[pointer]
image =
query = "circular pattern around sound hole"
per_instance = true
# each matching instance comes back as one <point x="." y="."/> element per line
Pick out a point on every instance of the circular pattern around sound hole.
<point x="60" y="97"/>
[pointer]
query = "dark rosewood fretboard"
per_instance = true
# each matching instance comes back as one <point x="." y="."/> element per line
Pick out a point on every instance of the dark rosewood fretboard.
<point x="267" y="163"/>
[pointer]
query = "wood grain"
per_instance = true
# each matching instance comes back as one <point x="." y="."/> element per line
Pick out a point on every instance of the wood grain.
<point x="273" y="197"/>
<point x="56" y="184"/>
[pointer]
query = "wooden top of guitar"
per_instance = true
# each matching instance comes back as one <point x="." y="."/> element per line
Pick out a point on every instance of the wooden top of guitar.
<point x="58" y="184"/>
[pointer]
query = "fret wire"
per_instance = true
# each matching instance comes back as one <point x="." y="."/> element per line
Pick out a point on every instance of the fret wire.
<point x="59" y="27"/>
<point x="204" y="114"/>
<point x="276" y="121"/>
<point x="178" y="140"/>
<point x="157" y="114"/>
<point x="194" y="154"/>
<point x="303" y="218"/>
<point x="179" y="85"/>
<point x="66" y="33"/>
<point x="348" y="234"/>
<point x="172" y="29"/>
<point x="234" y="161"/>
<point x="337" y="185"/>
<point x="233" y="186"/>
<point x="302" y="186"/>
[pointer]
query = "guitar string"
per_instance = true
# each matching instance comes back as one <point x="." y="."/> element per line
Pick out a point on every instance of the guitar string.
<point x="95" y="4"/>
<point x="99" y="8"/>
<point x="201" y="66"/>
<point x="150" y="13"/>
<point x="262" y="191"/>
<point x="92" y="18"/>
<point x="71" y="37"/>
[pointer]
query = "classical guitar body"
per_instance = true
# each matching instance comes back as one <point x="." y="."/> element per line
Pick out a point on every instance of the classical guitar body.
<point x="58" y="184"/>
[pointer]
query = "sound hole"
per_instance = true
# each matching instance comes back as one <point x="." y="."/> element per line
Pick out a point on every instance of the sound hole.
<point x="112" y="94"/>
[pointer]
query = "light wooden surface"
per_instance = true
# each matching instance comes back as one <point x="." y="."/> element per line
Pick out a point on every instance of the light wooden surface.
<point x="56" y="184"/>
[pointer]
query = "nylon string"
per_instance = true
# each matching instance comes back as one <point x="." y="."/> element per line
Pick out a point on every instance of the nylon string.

**********

## Task statement
Restate the data above word for word, please.

## Reply
[pointer]
image =
query = "circular pattern around sound hole"
per_instance = true
# each matching instance comes back as one <point x="." y="."/> element per line
Pick out a point on every instance of the circular pattern around sound hole.
<point x="60" y="97"/>
[pointer]
query = "dark rosewood fretboard"
per_instance = true
# each matching instance comes back as one <point x="." y="."/> element per line
Pick out a point on every instance of the dark rosewood fretboard.
<point x="267" y="163"/>
[pointer]
query = "wood grain"
per_instance = true
# each matching instance comes back as one <point x="." y="."/> element per line
Pick out a point on every instance of the wood grain.
<point x="273" y="197"/>
<point x="56" y="184"/>
[pointer]
query = "wooden top of guitar"
per_instance = true
# each matching instance comes back as one <point x="." y="."/> element per line
Pick out a point on every instance of the wooden top of guitar.
<point x="58" y="184"/>
[pointer]
query = "fret wire"
per_instance = true
# each matching instance comes back as one <point x="." y="."/> element per line
Pick out a point on every instance of the fret wire.
<point x="59" y="27"/>
<point x="204" y="114"/>
<point x="276" y="121"/>
<point x="178" y="140"/>
<point x="157" y="114"/>
<point x="194" y="154"/>
<point x="303" y="218"/>
<point x="179" y="85"/>
<point x="66" y="33"/>
<point x="348" y="234"/>
<point x="172" y="29"/>
<point x="234" y="161"/>
<point x="337" y="185"/>
<point x="233" y="186"/>
<point x="302" y="186"/>
[pointer]
query = "guitar string"
per_instance = true
# each matching instance comes back as one <point x="." y="."/> element per line
Pick out a point on every instance of the guitar string.
<point x="95" y="4"/>
<point x="99" y="8"/>
<point x="201" y="66"/>
<point x="150" y="13"/>
<point x="262" y="191"/>
<point x="92" y="18"/>
<point x="71" y="37"/>
[pointer]
query = "classical guitar body"
per_instance = true
# each matching instance comes back as one <point x="." y="."/> element per line
Pick out a point on every instance of the classical guitar body.
<point x="58" y="184"/>
[pointer]
query = "sound hole"
per_instance = true
# each matching instance comes back as one <point x="." y="."/> element per line
Pick out a point on every instance of the sound hole.
<point x="112" y="94"/>
[pointer]
query = "light wooden surface"
per_instance = true
# each matching instance comes back as one <point x="." y="."/> element per line
Pick out a point on every instance of the light wooden surface.
<point x="56" y="184"/>
[pointer]
query = "nylon string"
per_instance = true
# each matching instance comes back as one <point x="." y="."/> element per line
Pick out a point on every instance of the nylon string.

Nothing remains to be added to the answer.